- [The request]
Reproduce all of the entries below, substituting "Object" for every occurrence of "Target" and leaving everything else unchanged. Omit the pictures from your output.

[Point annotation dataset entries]
+ + +

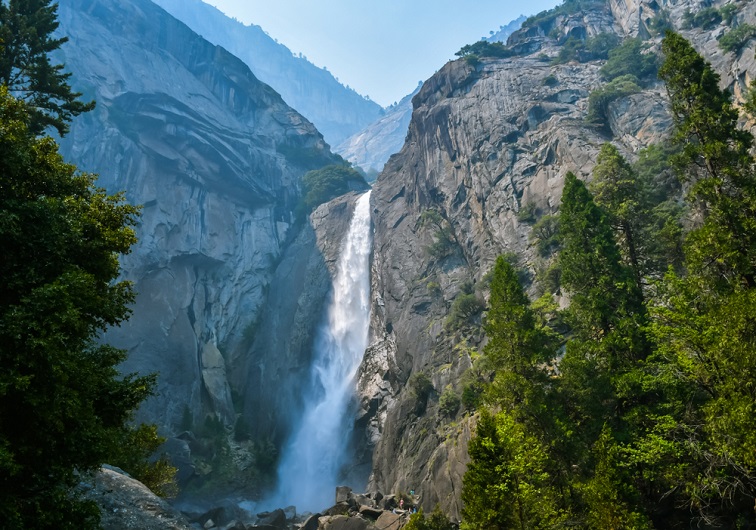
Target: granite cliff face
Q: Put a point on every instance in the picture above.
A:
(486, 140)
(337, 111)
(215, 157)
(371, 147)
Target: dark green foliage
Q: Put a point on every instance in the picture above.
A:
(646, 421)
(26, 28)
(660, 23)
(322, 185)
(735, 39)
(422, 388)
(705, 18)
(506, 484)
(750, 100)
(448, 403)
(629, 58)
(716, 159)
(444, 244)
(241, 429)
(464, 309)
(136, 455)
(187, 421)
(435, 521)
(545, 234)
(484, 48)
(472, 393)
(63, 404)
(603, 289)
(599, 99)
(617, 188)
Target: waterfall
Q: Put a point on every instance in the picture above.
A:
(313, 458)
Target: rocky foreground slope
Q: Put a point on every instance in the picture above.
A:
(487, 141)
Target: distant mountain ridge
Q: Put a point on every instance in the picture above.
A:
(336, 111)
(371, 147)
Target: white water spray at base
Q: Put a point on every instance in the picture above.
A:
(312, 460)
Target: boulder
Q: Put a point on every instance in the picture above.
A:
(342, 494)
(341, 508)
(311, 523)
(370, 512)
(389, 521)
(127, 504)
(275, 519)
(342, 522)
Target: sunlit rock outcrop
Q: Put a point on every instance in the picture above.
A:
(487, 140)
(215, 157)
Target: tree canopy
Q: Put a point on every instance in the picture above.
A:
(645, 418)
(26, 28)
(64, 406)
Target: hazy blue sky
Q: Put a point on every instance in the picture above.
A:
(381, 48)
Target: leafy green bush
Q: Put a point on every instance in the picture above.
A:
(464, 309)
(528, 213)
(435, 521)
(706, 18)
(545, 235)
(448, 403)
(735, 39)
(484, 48)
(750, 100)
(135, 456)
(599, 99)
(472, 395)
(629, 59)
(322, 185)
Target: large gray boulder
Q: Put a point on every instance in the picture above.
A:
(127, 504)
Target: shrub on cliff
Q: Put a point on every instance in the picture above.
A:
(735, 39)
(329, 182)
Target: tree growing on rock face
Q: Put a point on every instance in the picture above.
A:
(26, 28)
(64, 406)
(703, 318)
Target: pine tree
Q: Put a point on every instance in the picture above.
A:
(506, 485)
(26, 29)
(64, 406)
(703, 320)
(616, 188)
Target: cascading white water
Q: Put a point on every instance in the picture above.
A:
(313, 458)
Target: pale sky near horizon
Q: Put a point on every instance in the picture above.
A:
(380, 48)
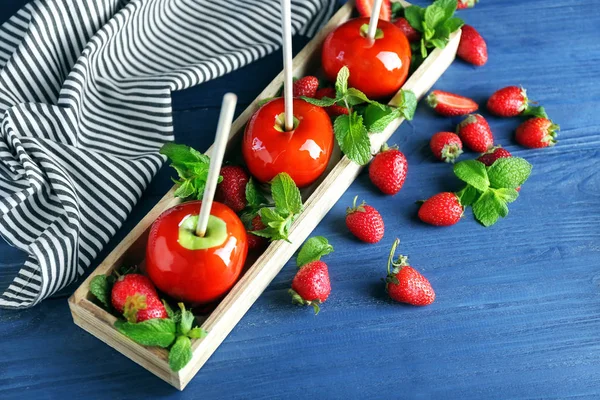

+ + +

- [Response for this exercise]
Object: granite cliff face
Q: Put a point on every instance in the picture above.
A:
(486, 140)
(337, 111)
(215, 157)
(371, 147)
Object: dark green foliage
Q: Put a point on every instance in the picture above.
A:
(646, 421)
(26, 28)
(660, 23)
(322, 185)
(735, 39)
(422, 388)
(705, 18)
(506, 484)
(750, 100)
(448, 403)
(629, 58)
(716, 159)
(444, 244)
(241, 429)
(464, 309)
(136, 455)
(187, 421)
(435, 521)
(545, 234)
(484, 48)
(472, 393)
(63, 404)
(603, 289)
(599, 99)
(617, 188)
Object: waterfall
Q: Put a point on every instance in the picture above.
A:
(313, 458)
Object: rocky foreground slope
Q: Put a point on every instance in the picture above.
A:
(487, 141)
Object: distant mountain ridge
Q: Put a point on every instance in the picture above.
A:
(336, 111)
(371, 147)
Object: white water spray at base
Q: Put a point on every instance in the picture above.
A:
(312, 460)
Object: boulder
Q: Put a point on every instance in the picture above.
A:
(342, 494)
(341, 508)
(311, 523)
(370, 512)
(389, 521)
(127, 504)
(275, 519)
(342, 522)
Object: sunlit rock outcrop
Q: Put a point on every instance in the picture above.
A:
(487, 140)
(215, 157)
Object: tree canopy
Q: Put a point on every instance in the picture above.
A:
(645, 418)
(26, 28)
(64, 406)
Object: hazy blue sky
Q: Put a point on every instance in the picture above.
A:
(381, 48)
Object: leafy green bush
Q: Put a point on every instance in the picture above.
A:
(464, 309)
(528, 213)
(435, 521)
(706, 18)
(545, 235)
(448, 403)
(735, 39)
(484, 48)
(750, 100)
(135, 456)
(599, 99)
(472, 395)
(629, 59)
(322, 185)
Object: large gray boulder
Q: Put a point on every instance in the picture above.
A:
(127, 504)
Object: shrub on cliff
Q: Put a point on every instance in the picture above.
A:
(735, 39)
(329, 182)
Object: tree growing on rock face
Q: Put a point on every instance in the picture above.
A:
(26, 28)
(64, 406)
(703, 318)
Object: pine tree
Q: Put a point on every instance in the picture above.
A:
(506, 485)
(26, 29)
(64, 406)
(703, 320)
(616, 188)
Object: cascading white water
Q: Put a point on every instance in the picture above.
A:
(313, 458)
Object: pale sky near horizon
Q: Put a point on every instance in the picture above.
A:
(380, 48)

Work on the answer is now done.